**PROVIDED RECORDS**
------------------------------------------------------------
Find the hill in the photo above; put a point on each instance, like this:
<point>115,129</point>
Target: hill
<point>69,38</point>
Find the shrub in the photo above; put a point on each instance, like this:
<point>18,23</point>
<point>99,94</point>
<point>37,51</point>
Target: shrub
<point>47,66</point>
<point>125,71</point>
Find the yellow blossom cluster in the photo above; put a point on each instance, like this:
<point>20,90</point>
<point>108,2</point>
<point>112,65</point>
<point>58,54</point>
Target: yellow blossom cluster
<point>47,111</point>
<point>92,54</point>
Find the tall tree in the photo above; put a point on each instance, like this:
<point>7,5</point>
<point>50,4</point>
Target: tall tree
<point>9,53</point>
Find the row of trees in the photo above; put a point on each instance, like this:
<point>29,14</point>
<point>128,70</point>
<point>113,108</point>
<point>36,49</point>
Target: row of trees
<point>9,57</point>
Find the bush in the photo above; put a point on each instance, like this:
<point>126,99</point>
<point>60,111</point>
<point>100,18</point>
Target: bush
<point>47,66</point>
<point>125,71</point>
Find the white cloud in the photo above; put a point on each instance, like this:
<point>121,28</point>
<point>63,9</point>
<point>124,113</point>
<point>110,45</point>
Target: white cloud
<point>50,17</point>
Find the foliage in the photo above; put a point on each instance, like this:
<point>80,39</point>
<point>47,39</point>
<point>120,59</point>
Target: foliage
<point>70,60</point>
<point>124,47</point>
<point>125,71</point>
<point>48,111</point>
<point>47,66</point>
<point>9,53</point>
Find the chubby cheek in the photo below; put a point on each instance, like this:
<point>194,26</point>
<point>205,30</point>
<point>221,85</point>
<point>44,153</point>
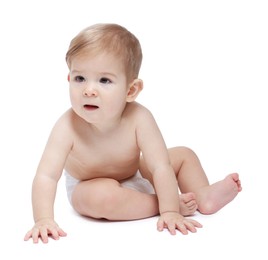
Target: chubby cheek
<point>74,98</point>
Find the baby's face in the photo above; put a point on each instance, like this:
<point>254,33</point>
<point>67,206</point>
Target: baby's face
<point>98,87</point>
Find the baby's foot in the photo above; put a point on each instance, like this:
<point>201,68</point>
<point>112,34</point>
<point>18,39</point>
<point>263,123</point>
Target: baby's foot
<point>188,204</point>
<point>213,197</point>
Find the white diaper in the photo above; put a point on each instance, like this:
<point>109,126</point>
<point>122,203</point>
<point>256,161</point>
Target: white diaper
<point>137,182</point>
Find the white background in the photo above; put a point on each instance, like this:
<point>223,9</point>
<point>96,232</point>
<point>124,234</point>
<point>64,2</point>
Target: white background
<point>205,77</point>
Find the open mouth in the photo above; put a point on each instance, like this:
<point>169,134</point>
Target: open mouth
<point>90,107</point>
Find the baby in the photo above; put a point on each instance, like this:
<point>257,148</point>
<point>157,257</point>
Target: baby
<point>115,160</point>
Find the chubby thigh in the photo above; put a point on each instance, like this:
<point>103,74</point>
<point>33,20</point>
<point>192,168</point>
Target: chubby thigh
<point>105,197</point>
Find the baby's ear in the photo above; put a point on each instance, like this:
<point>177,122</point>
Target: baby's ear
<point>135,88</point>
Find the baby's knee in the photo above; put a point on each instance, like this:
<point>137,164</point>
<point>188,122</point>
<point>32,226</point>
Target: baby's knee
<point>183,152</point>
<point>95,199</point>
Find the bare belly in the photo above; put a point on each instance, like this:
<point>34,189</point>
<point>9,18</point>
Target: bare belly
<point>117,171</point>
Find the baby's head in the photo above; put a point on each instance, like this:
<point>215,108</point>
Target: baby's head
<point>111,38</point>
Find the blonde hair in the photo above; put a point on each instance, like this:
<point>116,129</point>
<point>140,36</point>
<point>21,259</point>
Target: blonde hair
<point>111,38</point>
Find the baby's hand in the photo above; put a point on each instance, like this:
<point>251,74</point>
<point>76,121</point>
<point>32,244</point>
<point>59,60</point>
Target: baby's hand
<point>43,229</point>
<point>173,220</point>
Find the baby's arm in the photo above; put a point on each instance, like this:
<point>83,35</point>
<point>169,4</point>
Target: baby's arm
<point>156,158</point>
<point>45,184</point>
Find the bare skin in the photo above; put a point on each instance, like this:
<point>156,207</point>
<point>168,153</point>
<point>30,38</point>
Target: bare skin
<point>99,141</point>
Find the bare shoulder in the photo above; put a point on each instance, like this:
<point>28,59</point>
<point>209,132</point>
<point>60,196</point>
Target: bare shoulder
<point>138,111</point>
<point>63,127</point>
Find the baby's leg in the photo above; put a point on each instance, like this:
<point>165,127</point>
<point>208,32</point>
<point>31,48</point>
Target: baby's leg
<point>192,178</point>
<point>106,198</point>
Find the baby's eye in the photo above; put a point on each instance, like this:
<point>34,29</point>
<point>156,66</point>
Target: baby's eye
<point>79,79</point>
<point>105,81</point>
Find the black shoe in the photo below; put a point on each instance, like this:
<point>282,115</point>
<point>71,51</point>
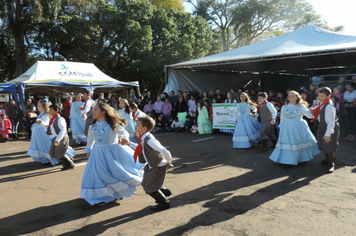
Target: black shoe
<point>264,145</point>
<point>166,191</point>
<point>68,167</point>
<point>274,143</point>
<point>163,202</point>
<point>161,207</point>
<point>324,162</point>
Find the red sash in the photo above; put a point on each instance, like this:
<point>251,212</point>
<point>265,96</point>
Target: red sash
<point>52,119</point>
<point>317,110</point>
<point>259,106</point>
<point>139,148</point>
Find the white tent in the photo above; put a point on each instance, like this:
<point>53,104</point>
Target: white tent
<point>63,76</point>
<point>306,52</point>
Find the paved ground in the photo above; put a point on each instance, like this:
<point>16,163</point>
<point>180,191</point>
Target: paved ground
<point>217,190</point>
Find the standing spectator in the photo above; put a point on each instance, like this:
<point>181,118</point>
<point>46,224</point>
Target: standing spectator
<point>211,95</point>
<point>101,99</point>
<point>158,106</point>
<point>186,98</point>
<point>13,114</point>
<point>5,128</point>
<point>350,111</point>
<point>167,109</point>
<point>337,92</point>
<point>342,84</point>
<point>113,99</point>
<point>173,98</point>
<point>206,97</point>
<point>253,95</point>
<point>3,109</point>
<point>132,96</point>
<point>204,123</point>
<point>192,107</point>
<point>219,95</point>
<point>148,109</point>
<point>66,110</point>
<point>181,108</point>
<point>29,111</point>
<point>313,91</point>
<point>280,99</point>
<point>149,97</point>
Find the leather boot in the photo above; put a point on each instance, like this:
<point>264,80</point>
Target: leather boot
<point>68,163</point>
<point>274,143</point>
<point>163,202</point>
<point>166,192</point>
<point>264,145</point>
<point>330,162</point>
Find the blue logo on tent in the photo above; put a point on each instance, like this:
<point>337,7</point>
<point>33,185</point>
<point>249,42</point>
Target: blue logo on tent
<point>64,67</point>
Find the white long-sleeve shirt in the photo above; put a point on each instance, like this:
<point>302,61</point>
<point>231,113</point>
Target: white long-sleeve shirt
<point>329,119</point>
<point>62,125</point>
<point>88,105</point>
<point>155,145</point>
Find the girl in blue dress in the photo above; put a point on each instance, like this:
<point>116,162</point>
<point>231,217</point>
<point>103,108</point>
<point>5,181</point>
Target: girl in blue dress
<point>40,141</point>
<point>230,99</point>
<point>296,143</point>
<point>125,113</point>
<point>247,127</point>
<point>77,124</point>
<point>111,172</point>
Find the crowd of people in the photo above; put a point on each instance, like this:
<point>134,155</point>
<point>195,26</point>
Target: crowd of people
<point>299,124</point>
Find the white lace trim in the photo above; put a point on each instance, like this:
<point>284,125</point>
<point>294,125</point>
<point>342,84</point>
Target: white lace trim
<point>109,189</point>
<point>246,138</point>
<point>296,146</point>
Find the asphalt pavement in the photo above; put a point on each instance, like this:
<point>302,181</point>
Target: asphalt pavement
<point>216,190</point>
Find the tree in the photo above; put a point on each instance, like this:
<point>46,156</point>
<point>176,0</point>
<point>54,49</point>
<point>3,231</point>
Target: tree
<point>241,22</point>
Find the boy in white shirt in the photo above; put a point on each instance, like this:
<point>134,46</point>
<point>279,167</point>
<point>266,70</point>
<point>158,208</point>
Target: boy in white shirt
<point>156,157</point>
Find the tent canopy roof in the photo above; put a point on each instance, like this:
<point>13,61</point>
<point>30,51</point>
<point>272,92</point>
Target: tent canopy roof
<point>63,74</point>
<point>307,51</point>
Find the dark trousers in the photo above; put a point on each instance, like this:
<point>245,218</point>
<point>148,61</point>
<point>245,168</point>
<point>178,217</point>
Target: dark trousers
<point>350,119</point>
<point>15,124</point>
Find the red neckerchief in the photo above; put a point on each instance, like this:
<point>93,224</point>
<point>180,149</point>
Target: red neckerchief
<point>259,106</point>
<point>139,148</point>
<point>134,116</point>
<point>52,119</point>
<point>317,110</point>
<point>85,103</point>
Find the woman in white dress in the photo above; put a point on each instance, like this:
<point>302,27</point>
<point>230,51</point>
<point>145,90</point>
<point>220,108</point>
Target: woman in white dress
<point>40,141</point>
<point>126,114</point>
<point>111,173</point>
<point>77,124</point>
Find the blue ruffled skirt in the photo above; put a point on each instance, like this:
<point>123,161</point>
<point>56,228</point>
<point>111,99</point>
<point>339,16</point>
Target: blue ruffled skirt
<point>246,131</point>
<point>40,145</point>
<point>77,126</point>
<point>110,174</point>
<point>296,143</point>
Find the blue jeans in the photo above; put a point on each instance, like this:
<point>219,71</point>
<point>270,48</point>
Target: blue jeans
<point>15,124</point>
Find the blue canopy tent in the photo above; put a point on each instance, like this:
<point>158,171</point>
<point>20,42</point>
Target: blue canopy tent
<point>53,77</point>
------------------------------------------------------------
**WHAT YOU WILL DO**
Taking the line with "Find the baby's knee" as the first and the line with "<point>34,189</point>" as the last, retype that stretch of the data above exactly, with no other lines.

**SOLUTION BELOW**
Find the baby's knee in the photo above; put a point on each instance, like this:
<point>137,164</point>
<point>188,122</point>
<point>32,226</point>
Target: baby's knee
<point>183,152</point>
<point>95,199</point>
Find the bare belly in the photo above; put a point on each instance, like this:
<point>34,189</point>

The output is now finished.